*Trecho da coluna*
______________________________

20140829

Simples e doce como a vida a dois



(coluna publicada hoje no Diário Catarinense)

Ela participou de discos dele. Ele produziu o mais recente disco dela. Seis anos de parceria artística e conjugal depois, o casal mais visado da música nacional acaba de ganhar seu primeiro filho. O rebento chama-se Banda do Mar e nasceu com 12 canções. De Mallu Magalhães, herdou o frescor. De Marcelo Camelo, a serenidade. De ambos, um atávico apelo pop. Não poderia haver presente melhor para o 22º aniversário da mãe, comemorado exatamente hoje. Mas é o pai quem tem mais motivos para festejar.

Na mesma idade que a virginiana, Camelo viu seu grupo Los Hermanos estourar em todo o país com Anna Julia na virada do século. Desde então, enquanto sua garota se firmava e era louvada pela crítica a cada álbum, ele nunca mais conseguiu deixar de se explicar. Primeiro, por renegar o sucesso. Já em carreira solo, por recusar o papel de “porta-voz” de sua geração. Imagine o fardo para um cara que não esperava nem queria se tornar ícone de porcaria nenhuma, muito menos da insuportável MPB universitária surgida sob sua influência.

______________________________

*Dados fornecidos*
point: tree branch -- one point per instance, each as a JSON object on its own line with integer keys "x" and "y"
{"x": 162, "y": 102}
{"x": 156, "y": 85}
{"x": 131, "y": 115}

______________________________

*Tarefa*
Liste as características que, segundo a coluna, a Banda do Mar herdou dos pais, indicando de quem veio cada uma. Responda com base somente na coluna.

*Resultado*
- O frescor, de Mallu Magalhães
- A serenidade, de Marcelo Camelo
- Um atávico apelo pop, de ambos